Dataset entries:
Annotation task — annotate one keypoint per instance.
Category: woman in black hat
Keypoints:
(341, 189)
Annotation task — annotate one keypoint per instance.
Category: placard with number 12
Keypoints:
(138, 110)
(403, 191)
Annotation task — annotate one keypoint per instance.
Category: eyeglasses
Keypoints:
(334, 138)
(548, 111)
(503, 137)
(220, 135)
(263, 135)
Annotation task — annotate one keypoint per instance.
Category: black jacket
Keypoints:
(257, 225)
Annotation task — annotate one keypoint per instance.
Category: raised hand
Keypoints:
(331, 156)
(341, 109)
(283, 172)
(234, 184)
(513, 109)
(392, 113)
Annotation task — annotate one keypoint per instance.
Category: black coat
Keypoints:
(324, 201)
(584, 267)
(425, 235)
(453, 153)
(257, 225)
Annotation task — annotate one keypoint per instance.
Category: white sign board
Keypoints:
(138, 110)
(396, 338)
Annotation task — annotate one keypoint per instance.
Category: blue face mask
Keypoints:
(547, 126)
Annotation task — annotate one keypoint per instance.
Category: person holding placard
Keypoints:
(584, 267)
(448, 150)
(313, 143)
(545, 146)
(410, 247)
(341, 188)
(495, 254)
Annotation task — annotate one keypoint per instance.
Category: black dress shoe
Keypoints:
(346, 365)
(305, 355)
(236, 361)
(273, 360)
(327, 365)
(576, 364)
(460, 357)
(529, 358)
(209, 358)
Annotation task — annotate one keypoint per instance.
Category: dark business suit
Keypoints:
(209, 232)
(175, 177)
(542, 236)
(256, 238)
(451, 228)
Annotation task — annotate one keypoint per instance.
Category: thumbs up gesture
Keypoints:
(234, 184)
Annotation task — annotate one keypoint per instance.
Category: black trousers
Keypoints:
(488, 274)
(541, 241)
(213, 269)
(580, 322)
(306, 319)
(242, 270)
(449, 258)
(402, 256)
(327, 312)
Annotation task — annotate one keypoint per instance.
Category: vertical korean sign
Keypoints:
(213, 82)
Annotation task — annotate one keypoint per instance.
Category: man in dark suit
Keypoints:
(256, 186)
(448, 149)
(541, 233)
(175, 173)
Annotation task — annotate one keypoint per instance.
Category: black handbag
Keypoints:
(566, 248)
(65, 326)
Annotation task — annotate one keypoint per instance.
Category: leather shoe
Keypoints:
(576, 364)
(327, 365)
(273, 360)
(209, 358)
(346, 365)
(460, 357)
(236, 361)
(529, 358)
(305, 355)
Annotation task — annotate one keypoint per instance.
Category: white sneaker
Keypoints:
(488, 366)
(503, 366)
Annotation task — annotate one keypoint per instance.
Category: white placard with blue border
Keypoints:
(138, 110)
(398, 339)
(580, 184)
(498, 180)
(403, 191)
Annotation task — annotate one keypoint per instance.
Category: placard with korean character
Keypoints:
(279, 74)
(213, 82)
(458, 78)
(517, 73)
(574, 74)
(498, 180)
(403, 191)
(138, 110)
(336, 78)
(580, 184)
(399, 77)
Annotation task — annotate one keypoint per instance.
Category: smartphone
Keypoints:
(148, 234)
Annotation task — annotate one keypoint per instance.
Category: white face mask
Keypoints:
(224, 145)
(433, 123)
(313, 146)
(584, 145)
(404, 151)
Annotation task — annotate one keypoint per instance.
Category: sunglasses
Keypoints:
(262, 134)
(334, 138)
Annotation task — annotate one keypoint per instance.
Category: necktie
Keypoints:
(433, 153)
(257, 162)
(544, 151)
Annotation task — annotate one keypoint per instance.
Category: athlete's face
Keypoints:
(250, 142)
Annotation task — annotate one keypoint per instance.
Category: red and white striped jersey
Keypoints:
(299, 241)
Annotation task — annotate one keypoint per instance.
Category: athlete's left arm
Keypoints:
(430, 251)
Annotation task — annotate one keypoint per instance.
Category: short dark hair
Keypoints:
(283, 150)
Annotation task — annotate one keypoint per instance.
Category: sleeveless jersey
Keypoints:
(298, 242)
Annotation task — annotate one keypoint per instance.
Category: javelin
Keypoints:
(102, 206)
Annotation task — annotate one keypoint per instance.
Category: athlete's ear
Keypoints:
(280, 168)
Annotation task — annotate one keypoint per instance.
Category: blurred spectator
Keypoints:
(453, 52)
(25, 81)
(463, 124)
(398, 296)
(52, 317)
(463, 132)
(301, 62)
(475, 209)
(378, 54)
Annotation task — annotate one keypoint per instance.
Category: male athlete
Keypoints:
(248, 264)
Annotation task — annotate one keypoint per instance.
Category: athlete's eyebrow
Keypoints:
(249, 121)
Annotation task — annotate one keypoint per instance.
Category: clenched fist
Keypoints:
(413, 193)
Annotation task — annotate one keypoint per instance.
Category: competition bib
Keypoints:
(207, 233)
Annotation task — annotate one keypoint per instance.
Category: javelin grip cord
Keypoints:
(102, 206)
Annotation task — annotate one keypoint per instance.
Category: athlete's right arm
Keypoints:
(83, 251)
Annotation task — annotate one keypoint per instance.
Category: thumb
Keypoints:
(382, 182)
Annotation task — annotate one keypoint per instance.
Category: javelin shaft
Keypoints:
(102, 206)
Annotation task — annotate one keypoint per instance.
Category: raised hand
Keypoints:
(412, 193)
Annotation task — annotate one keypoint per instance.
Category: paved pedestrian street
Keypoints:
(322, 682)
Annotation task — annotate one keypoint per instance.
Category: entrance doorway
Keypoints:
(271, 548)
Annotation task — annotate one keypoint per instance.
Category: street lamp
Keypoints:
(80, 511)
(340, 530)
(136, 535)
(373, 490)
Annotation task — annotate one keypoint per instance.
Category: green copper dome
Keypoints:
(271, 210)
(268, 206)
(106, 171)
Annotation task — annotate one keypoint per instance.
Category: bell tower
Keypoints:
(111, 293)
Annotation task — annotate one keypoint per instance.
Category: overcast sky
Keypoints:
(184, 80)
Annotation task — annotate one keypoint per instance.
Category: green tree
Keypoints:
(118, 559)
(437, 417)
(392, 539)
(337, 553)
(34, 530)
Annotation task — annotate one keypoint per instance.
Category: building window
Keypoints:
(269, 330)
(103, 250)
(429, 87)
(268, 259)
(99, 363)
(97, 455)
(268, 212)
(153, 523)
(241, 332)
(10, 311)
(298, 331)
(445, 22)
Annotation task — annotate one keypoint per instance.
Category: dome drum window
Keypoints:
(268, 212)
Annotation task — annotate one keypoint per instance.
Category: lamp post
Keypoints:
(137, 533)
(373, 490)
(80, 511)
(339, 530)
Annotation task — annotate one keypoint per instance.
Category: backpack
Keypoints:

TASK BRIEF
Search the data above for the word "athlete". Copy each line it is in.

WRITTEN SOLUTION
Category: athlete's face
Category: athlete's left arm
Category: athlete's ear
Category: male athlete
Category: athlete's eyebrow
Category: athlete's right arm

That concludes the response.